Texte étudié:
==*==
Par Abdelhak Najib*
C’est la grande question de la semaine. Quand faut-il arrêter de boire de l’alcool avant ramadan? Si j’en crois, mon acolyte du jour, «il faut arrêter de picoler au moins 40 jours avant d’entrer dans le recueillement du mois sacré?» A la question : «pourquoi exactement 40 jours?» Il ne le sait pas.
Mais c’est comme ça, dit-il, fier de son savoir ancestral. Pour mon ami: « tout ceci est une énorme supercherie doublée d’une grande hypocrisie où tout le monde est complice avec tout le monde. On boit du vin et autres spiritueux toute l’année, dans un pays où personne n’est censée toucher à l’alcool, puis quand arrive ramadan, c’est le grand débat, le déballage des théories sur la bibine devant le Seigneur.
On arrête quand ? Il faut arrêter graduellement ? Il faut boire, mais avec modération jusqu’à la veille du ramadan ? Non, c’est 40 jours ? Non c’est trois mois avant?… Je pense que nous sommes tous une bande de nazes qui racontons n’importe quoi puisque nous voulons faire entrer la religion dans un sujet qui est clair à la base : pas d’alcool pour un musulman dans un pays musulman, point barre.
==*==
Extraits des données:
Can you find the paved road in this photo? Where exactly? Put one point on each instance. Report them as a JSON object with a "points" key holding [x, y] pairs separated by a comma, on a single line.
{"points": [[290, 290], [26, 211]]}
==*==
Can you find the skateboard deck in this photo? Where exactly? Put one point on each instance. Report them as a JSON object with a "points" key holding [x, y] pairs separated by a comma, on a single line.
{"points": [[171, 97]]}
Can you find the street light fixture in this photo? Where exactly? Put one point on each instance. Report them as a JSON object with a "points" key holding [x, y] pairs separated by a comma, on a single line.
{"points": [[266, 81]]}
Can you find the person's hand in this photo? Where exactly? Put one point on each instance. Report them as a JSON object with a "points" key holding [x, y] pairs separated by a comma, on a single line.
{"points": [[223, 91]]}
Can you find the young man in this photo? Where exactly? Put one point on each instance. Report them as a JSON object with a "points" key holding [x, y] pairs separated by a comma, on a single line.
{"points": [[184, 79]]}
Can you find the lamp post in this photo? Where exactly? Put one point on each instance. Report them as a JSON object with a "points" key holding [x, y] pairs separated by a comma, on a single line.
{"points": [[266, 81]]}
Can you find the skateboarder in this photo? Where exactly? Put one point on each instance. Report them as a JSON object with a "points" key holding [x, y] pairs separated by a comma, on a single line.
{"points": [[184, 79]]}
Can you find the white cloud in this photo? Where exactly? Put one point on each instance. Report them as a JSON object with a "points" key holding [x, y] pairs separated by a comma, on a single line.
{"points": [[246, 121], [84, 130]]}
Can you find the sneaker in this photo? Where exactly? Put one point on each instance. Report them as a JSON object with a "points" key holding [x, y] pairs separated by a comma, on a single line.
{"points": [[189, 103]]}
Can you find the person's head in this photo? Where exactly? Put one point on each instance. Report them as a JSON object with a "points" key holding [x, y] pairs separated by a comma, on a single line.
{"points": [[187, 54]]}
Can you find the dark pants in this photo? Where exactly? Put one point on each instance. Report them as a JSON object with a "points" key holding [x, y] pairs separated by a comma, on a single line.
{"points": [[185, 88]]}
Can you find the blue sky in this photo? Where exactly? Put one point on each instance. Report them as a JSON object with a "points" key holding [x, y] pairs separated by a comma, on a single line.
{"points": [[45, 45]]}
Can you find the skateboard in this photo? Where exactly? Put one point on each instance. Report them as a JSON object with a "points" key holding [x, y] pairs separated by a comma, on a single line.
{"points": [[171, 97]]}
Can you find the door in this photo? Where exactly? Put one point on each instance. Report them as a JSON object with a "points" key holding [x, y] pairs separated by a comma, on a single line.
==*==
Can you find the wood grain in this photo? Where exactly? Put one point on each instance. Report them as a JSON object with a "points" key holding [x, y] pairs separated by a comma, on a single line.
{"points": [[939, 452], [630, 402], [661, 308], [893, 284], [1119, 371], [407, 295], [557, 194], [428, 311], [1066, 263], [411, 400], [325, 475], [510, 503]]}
==*==
Recopiez le texte étudié en entier, sans y changer un seul mot.

Réponse proposée:
Par Abdelhak Najib*
C’est la grande question de la semaine. Quand faut-il arrêter de boire de l’alcool avant ramadan? Si j’en crois, mon acolyte du jour, «il faut arrêter de picoler au moins 40 jours avant d’entrer dans le recueillement du mois sacré?» A la question : «pourquoi exactement 40 jours?» Il ne le sait pas.
Mais c’est comme ça, dit-il, fier de son savoir ancestral. Pour mon ami: « tout ceci est une énorme supercherie doublée d’une grande hypocrisie où tout le monde est complice avec tout le monde. On boit du vin et autres spiritueux toute l’année, dans un pays où personne n’est censée toucher à l’alcool, puis quand arrive ramadan, c’est le grand débat, le déballage des théories sur la bibine devant le Seigneur.
On arrête quand ? Il faut arrêter graduellement ? Il faut boire, mais avec modération jusqu’à la veille du ramadan ? Non, c’est 40 jours ? Non c’est trois mois avant?… Je pense que nous sommes tous une bande de nazes qui racontons n’importe quoi puisque nous voulons faire entrer la religion dans un sujet qui est clair à la base : pas d’alcool pour un musulman dans un pays musulman, point barre.